[Description of the task] Here is the task for the records below: repeat exactly the lines from the one with "Where can the sneaker" to the one with "Where can the gray", both included, and nothing else.

[Available data]
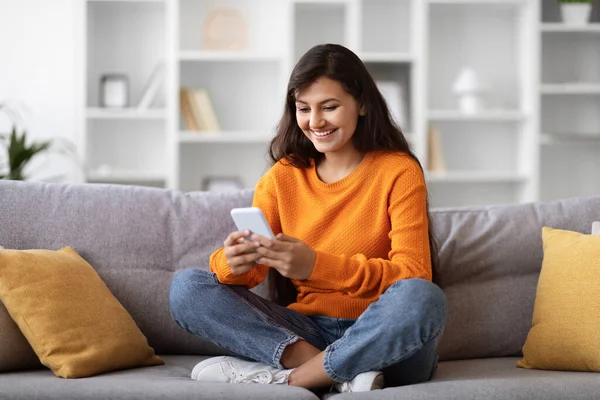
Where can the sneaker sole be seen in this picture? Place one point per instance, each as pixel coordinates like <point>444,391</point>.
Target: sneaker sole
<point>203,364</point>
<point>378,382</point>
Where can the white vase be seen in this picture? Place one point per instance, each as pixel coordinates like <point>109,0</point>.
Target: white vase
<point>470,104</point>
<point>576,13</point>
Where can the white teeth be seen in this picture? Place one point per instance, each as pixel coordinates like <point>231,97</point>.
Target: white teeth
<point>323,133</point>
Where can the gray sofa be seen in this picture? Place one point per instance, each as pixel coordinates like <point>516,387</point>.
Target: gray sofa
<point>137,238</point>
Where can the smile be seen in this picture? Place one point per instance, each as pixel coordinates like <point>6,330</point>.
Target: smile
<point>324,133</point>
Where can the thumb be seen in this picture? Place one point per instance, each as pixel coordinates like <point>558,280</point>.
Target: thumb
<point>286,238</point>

==

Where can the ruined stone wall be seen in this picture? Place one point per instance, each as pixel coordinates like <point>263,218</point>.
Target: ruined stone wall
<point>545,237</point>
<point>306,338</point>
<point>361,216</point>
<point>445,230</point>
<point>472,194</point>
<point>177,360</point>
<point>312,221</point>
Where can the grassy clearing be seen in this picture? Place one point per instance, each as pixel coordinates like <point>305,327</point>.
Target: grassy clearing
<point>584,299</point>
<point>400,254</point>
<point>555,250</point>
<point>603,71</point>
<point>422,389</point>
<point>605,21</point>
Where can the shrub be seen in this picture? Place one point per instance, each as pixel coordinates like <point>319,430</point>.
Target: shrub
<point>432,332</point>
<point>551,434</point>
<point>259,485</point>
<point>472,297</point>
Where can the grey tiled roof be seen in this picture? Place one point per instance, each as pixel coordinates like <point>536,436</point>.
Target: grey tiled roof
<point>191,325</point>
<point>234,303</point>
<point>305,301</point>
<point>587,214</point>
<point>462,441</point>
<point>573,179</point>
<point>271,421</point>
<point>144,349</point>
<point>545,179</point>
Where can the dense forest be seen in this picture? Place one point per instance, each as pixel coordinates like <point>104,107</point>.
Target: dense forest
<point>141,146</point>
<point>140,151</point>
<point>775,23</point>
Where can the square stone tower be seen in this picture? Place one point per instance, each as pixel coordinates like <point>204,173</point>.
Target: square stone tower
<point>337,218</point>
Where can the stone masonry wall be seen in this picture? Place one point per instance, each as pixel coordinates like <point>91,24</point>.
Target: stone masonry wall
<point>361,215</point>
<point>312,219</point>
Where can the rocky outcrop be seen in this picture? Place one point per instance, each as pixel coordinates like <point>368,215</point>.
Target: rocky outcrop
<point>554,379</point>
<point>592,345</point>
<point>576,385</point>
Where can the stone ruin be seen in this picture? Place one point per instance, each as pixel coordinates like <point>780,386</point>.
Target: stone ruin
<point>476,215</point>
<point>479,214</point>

[Exercise result]
Where can the sneaker sole be seen in this picture? Place one point per instance, each as pixel coordinates like <point>444,391</point>.
Target: sneaker sole
<point>203,364</point>
<point>378,382</point>
Where can the white vase be seen in this picture? Place one point per instance, each as pixel coordinates like <point>109,0</point>.
Target: white vase
<point>470,104</point>
<point>576,13</point>
Where can the white teeth be seen in this picture? Place one point per instance, each as pixel coordinates like <point>231,97</point>.
Target: white teeth
<point>323,133</point>
Where can the gray sofa be seen in this picture? Place one point per instance, each as pixel coordinates like <point>516,387</point>.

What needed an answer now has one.